§ BRIEF
Rewrite the text on autonomous agentic systems between "Agentic frameworks push" and "recipe for disaster!", inclusive, with "recipe for disaster" changed to "path to failure".

§ EXTRACT TO READ
The problem with autonomous agentic systems
The idea of agents is quite a seductive one! We break down specific problems into the underlying subtasks needed to solve them, and we assign agents to take care of each of them. The multi-agent systems are usually designed by assigning roles to those agents that resemble the ones we see in corporate organizations.
The problem with that is it leads to over-engineered systems. Frameworks like CrewAI and Autogen provide a fully autonomous agentic system. That is great, but that may not be what we need! Being able to rely on LLMs to make some of the simple decisions at some nodes of the application flow is useful, but why do we need the full software to be agentic?
Agentic frameworks push the whole application design to be organized into agents, tasks, and teams of collaborating agents. That is a very opinionated way to design software! We often have to unnecessarily rethink simple application flows into an agentic one. LLM-based agents are risky and should be used with extreme care, so sprinkling the codebase with uncontrollable LLMs making decisions is a recipe for disaster!
Those frameworks are also very opaque and limited in the way agents actually interact with each other. The documentation isn't always transparent on that side, and you can find yourself spending hours in their Github repos trying to figure out how one task is being handed off from one agent to the next. Furthermore, they seem to be limited when it comes to building production-level software.
As amazing as some demos can be, I would not advise using autonomous agentic frameworks for production purposes. Personally, I recommend using event-based stateful graph orchestration tools like LangGraph, Burr, LlamaIndex Workflows, and even Haystack for anything agentic, as they are much more transparent!

§ SUPPLIED MATERIAL
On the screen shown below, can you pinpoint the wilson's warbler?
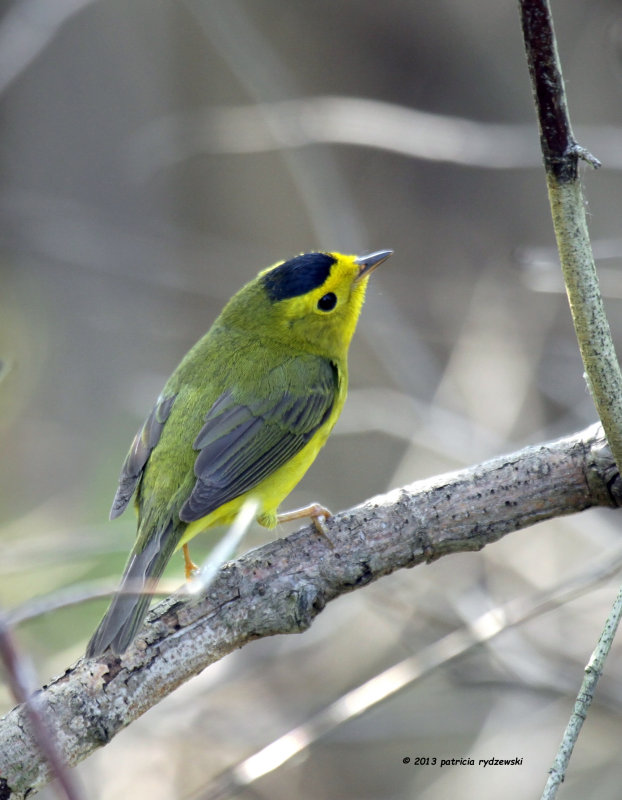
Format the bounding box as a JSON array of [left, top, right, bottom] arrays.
[[86, 250, 392, 657]]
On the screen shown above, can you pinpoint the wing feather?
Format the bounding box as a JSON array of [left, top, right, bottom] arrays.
[[110, 394, 177, 519], [179, 358, 338, 522]]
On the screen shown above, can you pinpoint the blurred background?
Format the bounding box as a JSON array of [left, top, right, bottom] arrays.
[[0, 0, 622, 800]]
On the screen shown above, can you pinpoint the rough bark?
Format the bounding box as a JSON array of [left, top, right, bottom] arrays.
[[0, 425, 622, 800]]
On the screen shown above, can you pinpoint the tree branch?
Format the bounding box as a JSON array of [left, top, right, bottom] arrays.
[[0, 425, 622, 800], [519, 0, 622, 476]]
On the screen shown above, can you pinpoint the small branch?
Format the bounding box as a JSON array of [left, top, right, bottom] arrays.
[[520, 0, 622, 476], [0, 425, 622, 800], [520, 0, 622, 800], [541, 589, 622, 800], [0, 615, 82, 800]]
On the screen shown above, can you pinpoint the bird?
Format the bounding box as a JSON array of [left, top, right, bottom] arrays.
[[86, 250, 393, 658]]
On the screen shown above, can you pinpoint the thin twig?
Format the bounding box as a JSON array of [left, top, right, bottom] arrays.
[[0, 614, 82, 800], [519, 0, 622, 800], [541, 588, 622, 800]]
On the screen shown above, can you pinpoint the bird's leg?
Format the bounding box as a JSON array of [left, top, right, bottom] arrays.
[[276, 503, 333, 547], [182, 543, 198, 581]]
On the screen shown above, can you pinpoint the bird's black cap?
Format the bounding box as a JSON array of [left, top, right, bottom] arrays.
[[262, 253, 336, 303]]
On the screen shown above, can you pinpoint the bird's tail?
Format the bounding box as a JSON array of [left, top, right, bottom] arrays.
[[86, 521, 181, 658]]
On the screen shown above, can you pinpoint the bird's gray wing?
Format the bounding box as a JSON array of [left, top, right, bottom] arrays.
[[179, 357, 338, 522], [110, 394, 177, 519]]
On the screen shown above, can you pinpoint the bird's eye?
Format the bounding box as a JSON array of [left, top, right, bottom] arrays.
[[317, 292, 337, 311]]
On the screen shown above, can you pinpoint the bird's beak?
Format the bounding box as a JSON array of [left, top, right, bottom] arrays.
[[354, 250, 393, 283]]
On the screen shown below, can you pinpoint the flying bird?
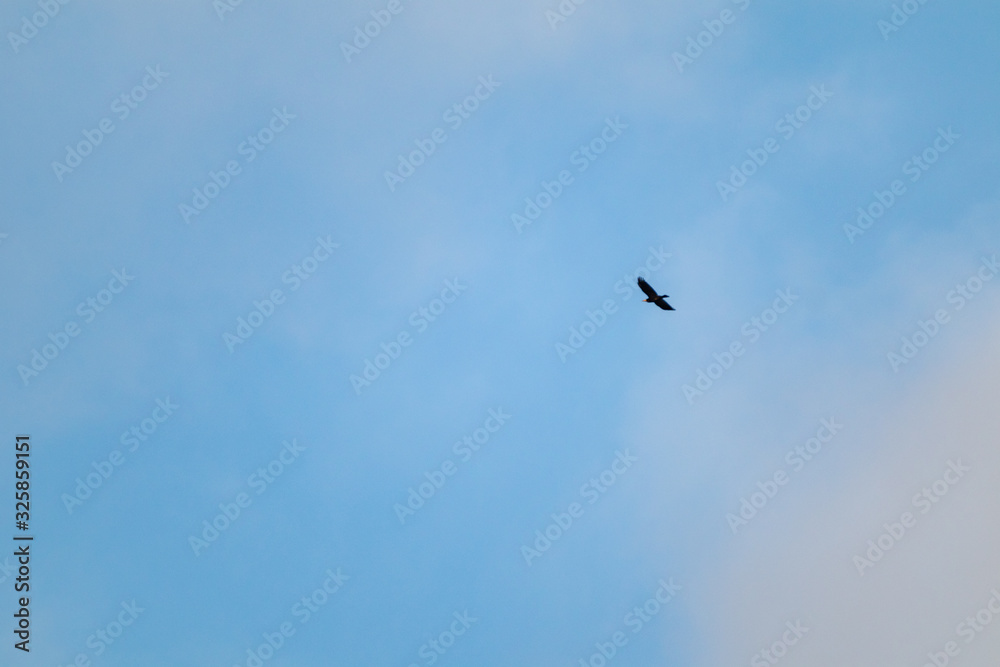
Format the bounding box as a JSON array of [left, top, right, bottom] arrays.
[[639, 276, 674, 310]]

§ OUTPUT BELOW
Agentic frameworks push the whole application design to be organized into agents, tasks, and teams of collaborating agents. That is a very opinionated way to design software! We often have to unnecessarily rethink simple application flows into an agentic one. LLM-based agents are risky and should be used with extreme care, so sprinkling the codebase with uncontrollable LLMs making decisions is a path to failure!